Work instructions: Swap "set a marker" for "place a point" everywhere it occurs in the data below, and write out every line again with nothing else changed.
──────── Provided data ────────
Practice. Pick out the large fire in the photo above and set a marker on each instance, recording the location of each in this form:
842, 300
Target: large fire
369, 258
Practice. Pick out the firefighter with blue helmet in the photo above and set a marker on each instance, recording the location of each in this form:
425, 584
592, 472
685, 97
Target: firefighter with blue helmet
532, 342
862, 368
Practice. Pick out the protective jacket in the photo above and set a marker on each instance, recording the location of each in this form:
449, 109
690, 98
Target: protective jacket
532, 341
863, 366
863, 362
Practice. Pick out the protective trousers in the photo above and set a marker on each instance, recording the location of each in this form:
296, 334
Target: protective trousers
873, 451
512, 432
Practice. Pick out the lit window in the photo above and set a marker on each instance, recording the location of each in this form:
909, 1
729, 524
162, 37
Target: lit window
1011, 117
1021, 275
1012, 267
────────
Answer for the task:
Practice. Pick out the large fire in the photo above and place a point on each instance, recording the location of each in this form:
842, 300
Target: large fire
369, 258
Practice. Pick out the firefighter with blue helmet in the photo above and place a point on each instance, recording the location of each in this form:
425, 584
592, 472
685, 97
Target: firefighter with blue helmet
532, 342
862, 368
Practice. Pick out the protective jacket in the photo above and place a point on each instance, recording the location of each in this form:
449, 109
690, 98
Target: protective jacket
532, 341
863, 366
863, 362
Practice. Pick out the protective trousers in the photo above and place a point on each instance, recording the location of each in this form:
296, 334
Target: protective trousers
873, 451
512, 432
Practice. Pick out the lit window in the photo above and place a point on each instance, recording the location of each in this form:
909, 1
729, 524
162, 37
Target: lit window
1011, 117
1021, 275
1012, 267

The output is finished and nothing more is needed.